━━ Material for this task

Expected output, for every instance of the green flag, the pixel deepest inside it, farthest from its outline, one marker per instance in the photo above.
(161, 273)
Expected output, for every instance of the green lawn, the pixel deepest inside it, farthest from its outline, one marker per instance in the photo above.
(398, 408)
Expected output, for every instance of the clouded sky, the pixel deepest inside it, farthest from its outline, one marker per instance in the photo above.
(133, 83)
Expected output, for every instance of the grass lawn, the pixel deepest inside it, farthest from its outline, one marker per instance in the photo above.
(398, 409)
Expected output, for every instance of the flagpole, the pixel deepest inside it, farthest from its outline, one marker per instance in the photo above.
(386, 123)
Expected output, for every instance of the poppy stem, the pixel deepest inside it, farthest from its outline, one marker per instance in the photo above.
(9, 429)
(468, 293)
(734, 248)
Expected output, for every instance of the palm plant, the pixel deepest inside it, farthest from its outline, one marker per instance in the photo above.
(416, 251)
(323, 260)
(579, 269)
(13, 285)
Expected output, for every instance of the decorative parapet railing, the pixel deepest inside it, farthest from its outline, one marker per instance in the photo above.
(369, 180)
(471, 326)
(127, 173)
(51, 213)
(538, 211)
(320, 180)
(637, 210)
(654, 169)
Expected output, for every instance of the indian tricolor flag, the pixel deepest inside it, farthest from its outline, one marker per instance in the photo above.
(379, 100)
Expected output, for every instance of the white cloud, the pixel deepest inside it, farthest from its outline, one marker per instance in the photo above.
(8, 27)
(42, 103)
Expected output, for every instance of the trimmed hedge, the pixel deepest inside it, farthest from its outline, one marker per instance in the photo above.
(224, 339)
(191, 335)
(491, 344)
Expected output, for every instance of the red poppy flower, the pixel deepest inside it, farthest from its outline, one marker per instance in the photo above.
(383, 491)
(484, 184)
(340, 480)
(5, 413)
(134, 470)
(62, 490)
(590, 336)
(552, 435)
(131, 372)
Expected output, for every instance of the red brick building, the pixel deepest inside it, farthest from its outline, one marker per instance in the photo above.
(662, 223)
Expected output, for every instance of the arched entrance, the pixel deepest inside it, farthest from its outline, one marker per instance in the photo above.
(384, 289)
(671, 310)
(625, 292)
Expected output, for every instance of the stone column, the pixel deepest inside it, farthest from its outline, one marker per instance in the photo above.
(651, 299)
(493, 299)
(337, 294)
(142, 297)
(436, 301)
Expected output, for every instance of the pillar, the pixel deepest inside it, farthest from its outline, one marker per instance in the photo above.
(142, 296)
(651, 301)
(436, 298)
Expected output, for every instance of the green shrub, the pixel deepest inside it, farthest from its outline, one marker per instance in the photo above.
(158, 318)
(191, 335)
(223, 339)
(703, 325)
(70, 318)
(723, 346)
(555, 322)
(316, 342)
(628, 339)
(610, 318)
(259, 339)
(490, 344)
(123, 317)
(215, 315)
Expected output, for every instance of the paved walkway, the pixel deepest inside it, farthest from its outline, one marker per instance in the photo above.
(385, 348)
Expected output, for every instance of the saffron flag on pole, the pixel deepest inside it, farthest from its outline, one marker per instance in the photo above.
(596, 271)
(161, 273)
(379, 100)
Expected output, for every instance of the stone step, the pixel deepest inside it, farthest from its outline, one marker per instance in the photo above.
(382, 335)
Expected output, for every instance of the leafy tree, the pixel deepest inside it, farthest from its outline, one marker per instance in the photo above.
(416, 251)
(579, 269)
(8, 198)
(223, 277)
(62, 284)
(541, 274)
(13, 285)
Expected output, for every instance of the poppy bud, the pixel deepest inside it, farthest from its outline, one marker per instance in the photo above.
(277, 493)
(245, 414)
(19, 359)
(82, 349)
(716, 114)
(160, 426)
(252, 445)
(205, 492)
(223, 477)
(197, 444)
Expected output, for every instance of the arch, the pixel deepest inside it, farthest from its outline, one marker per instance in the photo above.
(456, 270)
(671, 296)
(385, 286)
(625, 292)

━━━━
━━ Material for this task

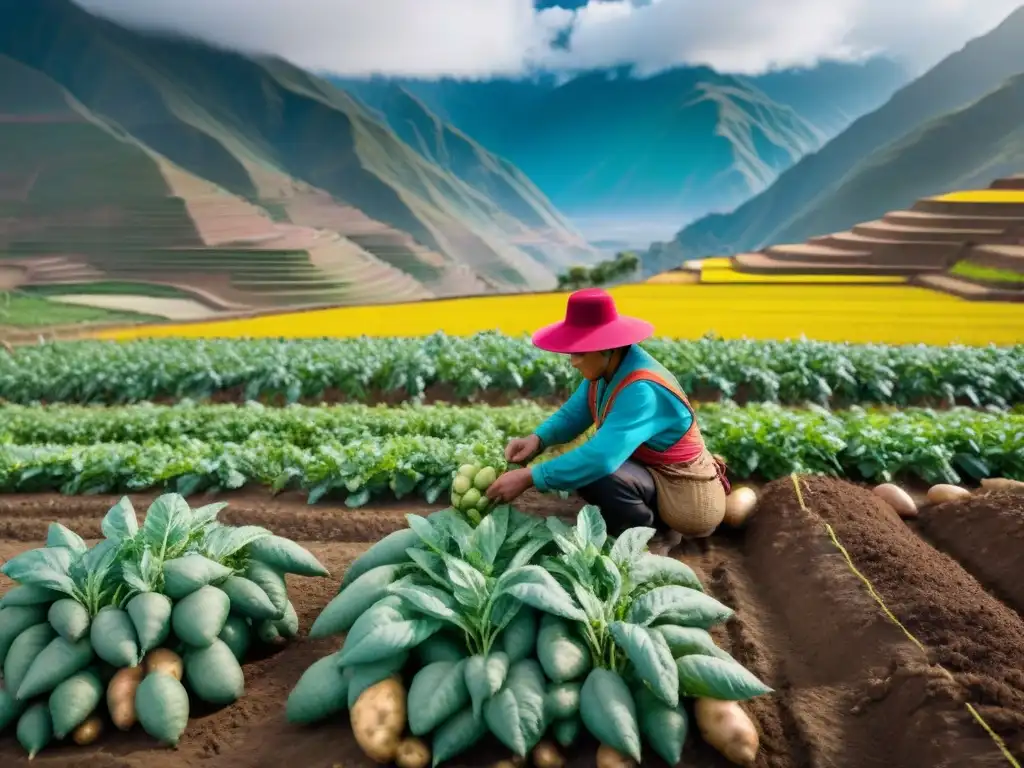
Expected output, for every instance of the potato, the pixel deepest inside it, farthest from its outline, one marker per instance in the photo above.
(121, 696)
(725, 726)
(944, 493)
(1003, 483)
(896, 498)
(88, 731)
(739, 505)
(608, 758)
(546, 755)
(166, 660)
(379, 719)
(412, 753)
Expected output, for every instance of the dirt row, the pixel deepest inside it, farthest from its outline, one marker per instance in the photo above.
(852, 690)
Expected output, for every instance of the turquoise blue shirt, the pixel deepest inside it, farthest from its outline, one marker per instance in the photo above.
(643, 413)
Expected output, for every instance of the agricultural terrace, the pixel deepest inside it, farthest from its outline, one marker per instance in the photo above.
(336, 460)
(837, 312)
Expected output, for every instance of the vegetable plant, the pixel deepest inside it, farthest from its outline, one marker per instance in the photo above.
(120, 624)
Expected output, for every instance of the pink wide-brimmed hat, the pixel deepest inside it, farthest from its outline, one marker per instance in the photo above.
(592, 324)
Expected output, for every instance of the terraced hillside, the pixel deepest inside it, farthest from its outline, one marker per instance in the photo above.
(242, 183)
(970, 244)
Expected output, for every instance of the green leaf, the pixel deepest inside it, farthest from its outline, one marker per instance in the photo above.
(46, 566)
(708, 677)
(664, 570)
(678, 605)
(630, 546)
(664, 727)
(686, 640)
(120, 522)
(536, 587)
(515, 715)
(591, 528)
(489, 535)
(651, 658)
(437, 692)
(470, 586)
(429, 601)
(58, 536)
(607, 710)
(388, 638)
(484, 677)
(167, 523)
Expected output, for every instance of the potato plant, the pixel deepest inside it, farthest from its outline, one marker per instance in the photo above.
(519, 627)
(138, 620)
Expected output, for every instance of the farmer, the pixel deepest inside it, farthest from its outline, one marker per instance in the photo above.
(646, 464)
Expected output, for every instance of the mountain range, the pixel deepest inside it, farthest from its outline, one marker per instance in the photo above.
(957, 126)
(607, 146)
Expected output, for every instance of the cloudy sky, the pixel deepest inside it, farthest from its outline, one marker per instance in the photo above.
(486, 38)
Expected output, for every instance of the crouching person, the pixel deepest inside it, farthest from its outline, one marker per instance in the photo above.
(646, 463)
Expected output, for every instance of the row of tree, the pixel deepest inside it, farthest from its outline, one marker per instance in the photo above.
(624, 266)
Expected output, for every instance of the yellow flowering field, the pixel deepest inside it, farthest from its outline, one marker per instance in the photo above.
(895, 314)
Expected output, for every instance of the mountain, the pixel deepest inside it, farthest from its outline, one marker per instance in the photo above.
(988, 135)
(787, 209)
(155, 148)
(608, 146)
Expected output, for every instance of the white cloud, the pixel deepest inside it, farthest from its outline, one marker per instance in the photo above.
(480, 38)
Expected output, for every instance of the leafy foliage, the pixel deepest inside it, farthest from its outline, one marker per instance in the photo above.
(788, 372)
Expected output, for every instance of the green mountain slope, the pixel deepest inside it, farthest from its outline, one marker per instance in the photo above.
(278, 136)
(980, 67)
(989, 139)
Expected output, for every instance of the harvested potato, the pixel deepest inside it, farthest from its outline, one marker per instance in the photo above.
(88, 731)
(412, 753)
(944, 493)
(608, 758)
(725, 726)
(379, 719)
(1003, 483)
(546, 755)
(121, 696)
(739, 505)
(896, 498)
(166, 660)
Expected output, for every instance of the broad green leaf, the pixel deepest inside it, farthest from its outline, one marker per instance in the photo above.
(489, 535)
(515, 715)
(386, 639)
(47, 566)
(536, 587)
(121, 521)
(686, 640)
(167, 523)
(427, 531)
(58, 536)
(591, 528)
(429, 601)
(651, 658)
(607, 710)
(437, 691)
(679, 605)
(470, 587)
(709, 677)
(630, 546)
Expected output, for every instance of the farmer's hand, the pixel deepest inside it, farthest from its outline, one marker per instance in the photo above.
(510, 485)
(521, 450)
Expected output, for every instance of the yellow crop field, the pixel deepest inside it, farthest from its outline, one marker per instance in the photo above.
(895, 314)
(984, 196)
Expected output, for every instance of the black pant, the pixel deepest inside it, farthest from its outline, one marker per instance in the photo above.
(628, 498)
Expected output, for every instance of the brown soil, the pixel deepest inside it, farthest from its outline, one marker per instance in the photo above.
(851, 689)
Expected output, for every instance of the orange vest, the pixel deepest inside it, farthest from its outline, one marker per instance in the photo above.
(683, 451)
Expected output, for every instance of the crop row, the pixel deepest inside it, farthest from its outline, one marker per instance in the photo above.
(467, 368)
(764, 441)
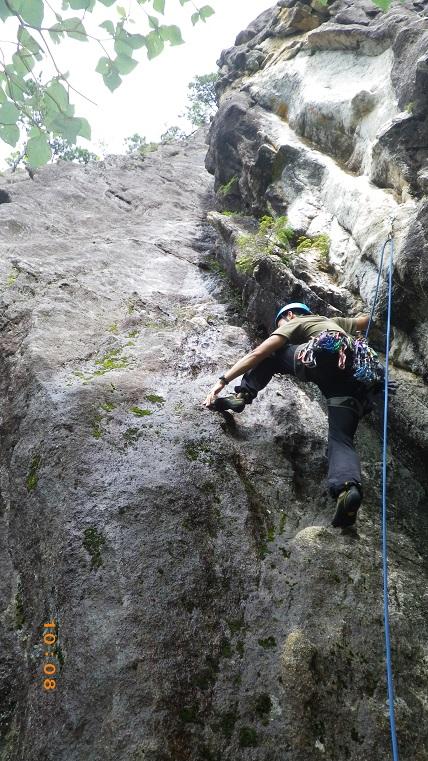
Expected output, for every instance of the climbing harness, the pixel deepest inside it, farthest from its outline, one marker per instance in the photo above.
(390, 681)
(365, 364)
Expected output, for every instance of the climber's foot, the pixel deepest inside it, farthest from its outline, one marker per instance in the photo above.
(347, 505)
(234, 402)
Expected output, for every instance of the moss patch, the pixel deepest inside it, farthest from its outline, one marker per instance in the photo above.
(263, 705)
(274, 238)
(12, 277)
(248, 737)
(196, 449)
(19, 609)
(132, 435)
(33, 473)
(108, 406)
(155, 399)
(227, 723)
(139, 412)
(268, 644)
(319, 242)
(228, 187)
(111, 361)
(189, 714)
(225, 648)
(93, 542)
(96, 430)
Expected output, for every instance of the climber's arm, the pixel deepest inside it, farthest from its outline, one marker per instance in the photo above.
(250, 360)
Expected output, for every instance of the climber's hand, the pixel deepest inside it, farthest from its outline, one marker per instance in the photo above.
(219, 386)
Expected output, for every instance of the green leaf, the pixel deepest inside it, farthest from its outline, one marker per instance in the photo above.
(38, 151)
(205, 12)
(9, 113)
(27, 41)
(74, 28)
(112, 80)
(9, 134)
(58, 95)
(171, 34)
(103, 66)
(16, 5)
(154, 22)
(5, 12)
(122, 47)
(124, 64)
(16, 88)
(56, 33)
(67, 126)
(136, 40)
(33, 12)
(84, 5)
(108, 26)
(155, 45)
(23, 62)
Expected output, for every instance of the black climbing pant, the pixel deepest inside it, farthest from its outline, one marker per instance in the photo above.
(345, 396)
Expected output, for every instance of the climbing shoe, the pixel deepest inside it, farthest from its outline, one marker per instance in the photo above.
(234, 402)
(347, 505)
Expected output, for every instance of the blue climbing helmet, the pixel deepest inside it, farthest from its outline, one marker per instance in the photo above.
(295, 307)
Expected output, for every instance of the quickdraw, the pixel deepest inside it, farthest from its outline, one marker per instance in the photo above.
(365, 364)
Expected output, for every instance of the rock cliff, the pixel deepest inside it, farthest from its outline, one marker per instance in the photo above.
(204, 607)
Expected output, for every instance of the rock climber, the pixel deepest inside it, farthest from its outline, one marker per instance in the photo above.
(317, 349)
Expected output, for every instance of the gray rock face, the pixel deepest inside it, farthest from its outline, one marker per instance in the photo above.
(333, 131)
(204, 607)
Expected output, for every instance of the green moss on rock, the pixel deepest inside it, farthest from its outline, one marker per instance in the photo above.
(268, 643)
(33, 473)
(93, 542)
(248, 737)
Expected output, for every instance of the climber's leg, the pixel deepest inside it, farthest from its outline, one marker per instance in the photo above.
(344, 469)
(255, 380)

━━━━

## Instructions for the task:
Extract every line of the items above that contains the word "hand", treating uppercase and lowercase as distinct.

## Expected answer:
Expected output, for every instance of the farmer's hand, the pixel deepest inside it, farthest from its outline, one marker per instance in the photo above.
Expected output, for every instance of the climber's hand, the pixel deepest inside it, farthest from its outline, one marker per instance in the photo above.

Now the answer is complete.